== Data in this exercise ==

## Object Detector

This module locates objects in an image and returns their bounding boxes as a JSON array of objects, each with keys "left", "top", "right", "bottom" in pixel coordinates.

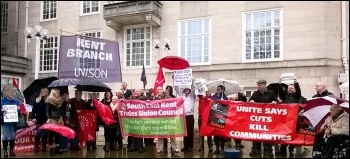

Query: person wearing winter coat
[
  {"left": 1, "top": 85, "right": 22, "bottom": 157},
  {"left": 31, "top": 87, "right": 49, "bottom": 153}
]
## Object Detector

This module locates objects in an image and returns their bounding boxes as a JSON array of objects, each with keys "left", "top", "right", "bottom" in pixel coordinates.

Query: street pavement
[{"left": 2, "top": 140, "right": 312, "bottom": 158}]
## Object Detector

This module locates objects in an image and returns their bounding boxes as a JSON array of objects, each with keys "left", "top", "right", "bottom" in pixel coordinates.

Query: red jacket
[{"left": 198, "top": 95, "right": 211, "bottom": 116}]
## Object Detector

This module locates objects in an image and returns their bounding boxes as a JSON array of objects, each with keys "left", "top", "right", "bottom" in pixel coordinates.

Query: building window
[
  {"left": 82, "top": 92, "right": 100, "bottom": 101},
  {"left": 81, "top": 1, "right": 99, "bottom": 15},
  {"left": 1, "top": 1, "right": 8, "bottom": 33},
  {"left": 1, "top": 75, "right": 21, "bottom": 90},
  {"left": 41, "top": 1, "right": 57, "bottom": 21},
  {"left": 1, "top": 47, "right": 6, "bottom": 54},
  {"left": 78, "top": 30, "right": 102, "bottom": 68},
  {"left": 39, "top": 36, "right": 58, "bottom": 72},
  {"left": 125, "top": 26, "right": 151, "bottom": 67},
  {"left": 243, "top": 9, "right": 283, "bottom": 62},
  {"left": 178, "top": 18, "right": 211, "bottom": 65}
]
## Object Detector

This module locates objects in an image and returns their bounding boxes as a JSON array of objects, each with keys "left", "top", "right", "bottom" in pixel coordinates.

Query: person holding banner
[
  {"left": 198, "top": 89, "right": 214, "bottom": 152},
  {"left": 154, "top": 86, "right": 180, "bottom": 154},
  {"left": 31, "top": 87, "right": 49, "bottom": 153},
  {"left": 211, "top": 85, "right": 229, "bottom": 154},
  {"left": 103, "top": 95, "right": 120, "bottom": 152},
  {"left": 85, "top": 93, "right": 101, "bottom": 151},
  {"left": 45, "top": 88, "right": 65, "bottom": 156},
  {"left": 69, "top": 90, "right": 85, "bottom": 151},
  {"left": 234, "top": 92, "right": 247, "bottom": 148},
  {"left": 1, "top": 85, "right": 21, "bottom": 157},
  {"left": 248, "top": 79, "right": 278, "bottom": 157},
  {"left": 128, "top": 89, "right": 147, "bottom": 153}
]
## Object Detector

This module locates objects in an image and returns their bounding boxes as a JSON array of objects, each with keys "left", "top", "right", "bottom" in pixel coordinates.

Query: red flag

===

Task directions:
Copy these entries precisely and drop any picture.

Exercise solution:
## Object Detector

This module locates objects in an image and returns their bounding boxes as a JSON array of objects, each with keys "left", "top", "right", "bottom" in pixel coordinates.


Query: person wearing winter coat
[
  {"left": 1, "top": 85, "right": 22, "bottom": 157},
  {"left": 31, "top": 87, "right": 49, "bottom": 153}
]
## Object Detector

This module locates objects in an image and returns their bounding boxes as a JSON array of objects, each with keys "left", "top", "right", "bottom" in pixel coordinates.

Query: street pavement
[{"left": 2, "top": 140, "right": 312, "bottom": 158}]
## Object Detector

This module locates objects in an image and returns their bounding boxes as a JSON array of objects, each with keys "left", "top", "right", "bottom" in pixel coordinates.

Query: red jacket
[{"left": 198, "top": 95, "right": 211, "bottom": 116}]
## Object Detector

This module locates objects in an image and returns their bounding boxes as a JSON array of objects, each with keys "left", "top", "right", "bottom" in pixel coordinates.

Query: building window
[
  {"left": 82, "top": 92, "right": 100, "bottom": 101},
  {"left": 81, "top": 1, "right": 99, "bottom": 15},
  {"left": 1, "top": 1, "right": 8, "bottom": 33},
  {"left": 1, "top": 75, "right": 21, "bottom": 90},
  {"left": 41, "top": 1, "right": 57, "bottom": 21},
  {"left": 1, "top": 47, "right": 6, "bottom": 54},
  {"left": 78, "top": 30, "right": 102, "bottom": 68},
  {"left": 39, "top": 36, "right": 58, "bottom": 72},
  {"left": 125, "top": 26, "right": 151, "bottom": 67},
  {"left": 243, "top": 9, "right": 283, "bottom": 62},
  {"left": 178, "top": 18, "right": 211, "bottom": 65}
]
## Object Detector

This module locates objects in an image and returns their bounding boxes as a JSON array of objects, each with keys "left", "top", "right", "bottom" in pixel coordinates.

Query: person holding banner
[
  {"left": 198, "top": 89, "right": 214, "bottom": 152},
  {"left": 154, "top": 86, "right": 180, "bottom": 154},
  {"left": 31, "top": 87, "right": 49, "bottom": 153},
  {"left": 211, "top": 85, "right": 229, "bottom": 154},
  {"left": 103, "top": 95, "right": 120, "bottom": 152},
  {"left": 85, "top": 93, "right": 101, "bottom": 151},
  {"left": 45, "top": 88, "right": 65, "bottom": 156},
  {"left": 69, "top": 90, "right": 85, "bottom": 151},
  {"left": 234, "top": 92, "right": 247, "bottom": 148},
  {"left": 1, "top": 85, "right": 21, "bottom": 157},
  {"left": 248, "top": 79, "right": 278, "bottom": 157},
  {"left": 128, "top": 89, "right": 147, "bottom": 153}
]
## Object Detector

This module locates objects in an image and returns their bounding boxes as a JSON array of objects, each with keys "left", "top", "right", "bottom" in pixel coordinates.

Query: red flag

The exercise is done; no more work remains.